Half a day after he arrived in Puerto Rico alongside Sen. Chris Murphy to survey the island’s recovery from Hurricane Maria, Sen. Richard Blumenthal said it was clear a lot of work remains to be done.
“The simple blunt fact is that there is a continuing humanitarian and economic crisis here,” Blumenthal said by phone from Puerto Rico Tuesday afternoon, the first day of a two-day trip. “The island is still in triage … in terms of electricity and transportation, triage is the operative word here.”
The senators visited the University of Puerto Rico Hospital in San Juan earlier Tuesday where they learned that many doctors and medical professionals are leaving Puerto Rico for positions elsewhere. Blumenthal said without robust funding to rebuild and repair infrastructure on the island, more professionals will leave, further devastating Puerto Rico’s economy.
“The business community has been sapped of customers, resources and investment,” he said. “It is in danger of becoming an economic wasteland.”

#### LISTED RECORDS:
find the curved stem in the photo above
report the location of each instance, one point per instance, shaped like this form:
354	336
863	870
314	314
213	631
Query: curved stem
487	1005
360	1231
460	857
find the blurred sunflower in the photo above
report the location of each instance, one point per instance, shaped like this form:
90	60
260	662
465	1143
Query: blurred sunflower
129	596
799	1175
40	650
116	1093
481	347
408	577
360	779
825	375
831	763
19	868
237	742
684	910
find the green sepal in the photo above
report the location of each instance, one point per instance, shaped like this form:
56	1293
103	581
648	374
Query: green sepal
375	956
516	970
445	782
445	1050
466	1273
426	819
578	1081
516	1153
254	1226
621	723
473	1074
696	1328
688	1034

#### REQUIRED ACTIONS:
(1) Reproduce the Puerto Rico article word for word, from "The senators visited" to "Puerto Rico’s economy.".
(2) Based on the Puerto Rico article, decide whether each statement is true: (a) Blumenthal spoke by phone on the first day of a three-day trip. (b) The senators visited the University of Puerto Rico Hospital in San Juan. (c) Blumenthal said the island's business community has gained new investment. Answer yes or no for each, quoting the words from the article that decide it.
(3) Extend the Puerto Rico article from the point where it stops.
None of the lines above is needed for this work.

#### YOUR RESPONSES:
(1)
The senators visited the University of Puerto Rico Hospital in San Juan earlier Tuesday where they learned that many doctors and medical professionals are leaving Puerto Rico for positions elsewhere. Blumenthal said without robust funding to rebuild and repair infrastructure on the island, more professionals will leave, further devastating Puerto Rico’s economy.

(2)
(a) No: "the first day of a two-day trip."
(b) Yes: "The senators visited the University of Puerto Rico Hospital in San Juan earlier Tuesday."
(c) No: "The business community has been sapped of customers, resources and investment."

(3)
Blumenthal and Murphy have both been critical of the Trump administration’s response in Puerto Rico. More than 100 days after the storm, half the island remains without electricity.
“This state of affairs would be unacceptable if it existed on the mainland United States,” said Murphy, who joined Blumenthal on a conference call with reporters. “We would not accept this ongoing disaster if it occurred on the mainland United States and we shouldn’t accept it here.”
Lawmakers in October approved a $36.5 billion disaster relief package that included aid for Puerto Rico bundled with help for Texas, Florida and other southern states battered by hurricanes, as well as money for wildfire recovery efforts in California.
But Murphy said after meeting Tuesday with representatives from FEMA and the Army Corps of Engineers he found out that none of that money has made it to Puerto Rico yet.
“The people of Puerto Rico are rightly furious at the very slow pace of recovery,” Murphy said. “The Trump administration needs to do better. … Resources are still a major issue.”
Blumenthal joined Sen. Bernie Sanders last month to announce legislation that would send $146 billion in federal funds to Puerto Rico to rebuild the island in a manner similar to the way the Marshall Plan helped Western Europe recover after World War II.
“What the federal government has done here has been sadly and shamefully inadequate,” he said. “The rebuilding of this island will simply not happen in the way it should without adequate resources.”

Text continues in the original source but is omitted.